# [RECORDS FOR THE TASK]
------------------------

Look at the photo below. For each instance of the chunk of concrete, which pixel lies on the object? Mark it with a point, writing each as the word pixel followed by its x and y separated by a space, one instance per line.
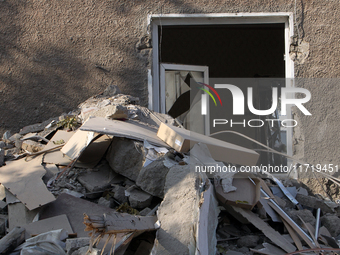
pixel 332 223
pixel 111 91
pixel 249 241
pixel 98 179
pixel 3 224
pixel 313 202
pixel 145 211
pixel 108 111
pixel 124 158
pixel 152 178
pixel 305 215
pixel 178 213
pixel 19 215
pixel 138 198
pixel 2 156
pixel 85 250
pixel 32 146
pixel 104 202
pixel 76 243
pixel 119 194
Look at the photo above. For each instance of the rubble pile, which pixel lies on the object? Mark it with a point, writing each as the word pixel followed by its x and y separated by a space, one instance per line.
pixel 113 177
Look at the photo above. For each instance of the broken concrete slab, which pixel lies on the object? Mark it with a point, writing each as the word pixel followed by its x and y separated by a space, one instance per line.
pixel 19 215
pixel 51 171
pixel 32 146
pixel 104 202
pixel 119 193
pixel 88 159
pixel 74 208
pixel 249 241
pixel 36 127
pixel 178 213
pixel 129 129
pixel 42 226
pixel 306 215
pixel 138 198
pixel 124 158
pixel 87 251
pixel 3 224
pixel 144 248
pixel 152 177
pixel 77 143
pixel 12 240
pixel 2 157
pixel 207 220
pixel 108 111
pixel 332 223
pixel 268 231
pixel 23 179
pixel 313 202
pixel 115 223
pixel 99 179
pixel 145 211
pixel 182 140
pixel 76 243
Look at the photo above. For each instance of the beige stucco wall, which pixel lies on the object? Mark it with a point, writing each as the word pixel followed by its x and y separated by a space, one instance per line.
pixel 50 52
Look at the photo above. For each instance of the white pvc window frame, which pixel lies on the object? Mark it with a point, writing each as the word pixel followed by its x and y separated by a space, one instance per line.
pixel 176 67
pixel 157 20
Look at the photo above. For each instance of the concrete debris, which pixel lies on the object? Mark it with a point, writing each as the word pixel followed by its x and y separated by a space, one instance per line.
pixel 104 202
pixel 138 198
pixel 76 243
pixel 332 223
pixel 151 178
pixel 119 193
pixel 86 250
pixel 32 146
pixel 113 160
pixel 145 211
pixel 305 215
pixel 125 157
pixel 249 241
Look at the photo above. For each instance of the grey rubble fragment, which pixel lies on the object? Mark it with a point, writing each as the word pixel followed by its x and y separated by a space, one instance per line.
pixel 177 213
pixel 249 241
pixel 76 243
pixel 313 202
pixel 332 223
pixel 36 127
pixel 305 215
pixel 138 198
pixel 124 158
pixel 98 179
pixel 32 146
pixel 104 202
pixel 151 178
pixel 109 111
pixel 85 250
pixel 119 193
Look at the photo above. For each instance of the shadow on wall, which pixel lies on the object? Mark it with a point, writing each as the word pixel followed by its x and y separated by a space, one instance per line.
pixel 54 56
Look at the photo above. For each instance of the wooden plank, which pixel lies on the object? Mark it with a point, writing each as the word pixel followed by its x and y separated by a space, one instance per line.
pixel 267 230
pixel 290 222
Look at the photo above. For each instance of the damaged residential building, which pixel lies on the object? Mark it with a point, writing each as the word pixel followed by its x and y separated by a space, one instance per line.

------------------------

# [HOW TO COMPLETE THIS TASK]
Transcribe the listing exactly, skipping pictures.

# [SOLUTION]
Look at the photo below. For each instance of the chunk of concrete, which pixel lies on the object? Mark it with a point, writing each as the word pixel followed by its x and y separated by a space, one instance per line.
pixel 332 223
pixel 111 91
pixel 249 241
pixel 98 179
pixel 3 224
pixel 313 202
pixel 145 211
pixel 108 111
pixel 124 158
pixel 152 178
pixel 305 215
pixel 178 213
pixel 19 215
pixel 138 198
pixel 2 156
pixel 85 250
pixel 32 146
pixel 104 202
pixel 76 243
pixel 119 194
Look at the photo above. For each instance of the rubble pile, which pixel lies on the object? Mark it with a point, writing each as the word pixel followed by its x and y separated by a space, one instance per line.
pixel 113 177
Look at the photo above. For each instance of the broken concrete slab, which pixel lies on the object? Mark it with a point, writing each as the word pixel followed by its x and y separated by a space, one instance per line.
pixel 19 215
pixel 51 171
pixel 32 146
pixel 104 202
pixel 119 193
pixel 88 159
pixel 74 208
pixel 249 241
pixel 36 127
pixel 178 213
pixel 129 129
pixel 42 226
pixel 306 215
pixel 138 198
pixel 124 158
pixel 87 251
pixel 3 224
pixel 144 248
pixel 152 177
pixel 77 143
pixel 12 240
pixel 2 157
pixel 207 220
pixel 108 111
pixel 332 223
pixel 268 231
pixel 23 179
pixel 313 202
pixel 115 223
pixel 99 179
pixel 145 211
pixel 182 140
pixel 76 243
Look at the photo above. For each instance of the beige stucco wall, which pixel lies on the object? Mark it with a point, writing each as the word pixel followed by its x and y separated by a space, one instance per line.
pixel 50 52
Look at the photo above. For each instance of the white pvc window frame, which pixel lies on the object? Mark it with a point, writing each as the word pixel followed by its x and y separated by a space, one instance per line.
pixel 176 67
pixel 157 20
Look at the photo above. For each instance of the concrete debris, which pixel lies on the object? Mark it with a point, writing each as the word pixel followed by its x and y separated by a space, one instance per line.
pixel 104 202
pixel 138 198
pixel 76 243
pixel 332 223
pixel 151 178
pixel 119 193
pixel 86 250
pixel 32 146
pixel 113 160
pixel 145 211
pixel 305 215
pixel 125 157
pixel 249 241
Look at the photo above. For each instance of the grey rubble fragment, which pixel lies on the object? Mark it with a point, writing each as the word pixel followed by its x and y separated by a space, one instance per line.
pixel 177 213
pixel 249 241
pixel 76 243
pixel 313 202
pixel 332 223
pixel 36 127
pixel 305 215
pixel 138 198
pixel 124 158
pixel 98 179
pixel 32 146
pixel 104 202
pixel 151 178
pixel 109 111
pixel 85 250
pixel 119 193
Look at the photo above. For each instance of the shadow on wall, which pixel lies on the object? Mark it with a point, writing each as the word pixel followed by its x and y separated by a space, one instance per line.
pixel 54 56
Look at the photo above. For each instance of the wooden plank, which pixel lies on the object? Mark it with a point, writing each as the word pixel followed by its x and y separated by a space, one instance per line.
pixel 267 230
pixel 290 222
Look at the photo above. For each instance of the damaged residential building, which pixel lies on the object? Mark it with a point, writing each as the word pixel followed by its x and y separated by a space, one instance per line.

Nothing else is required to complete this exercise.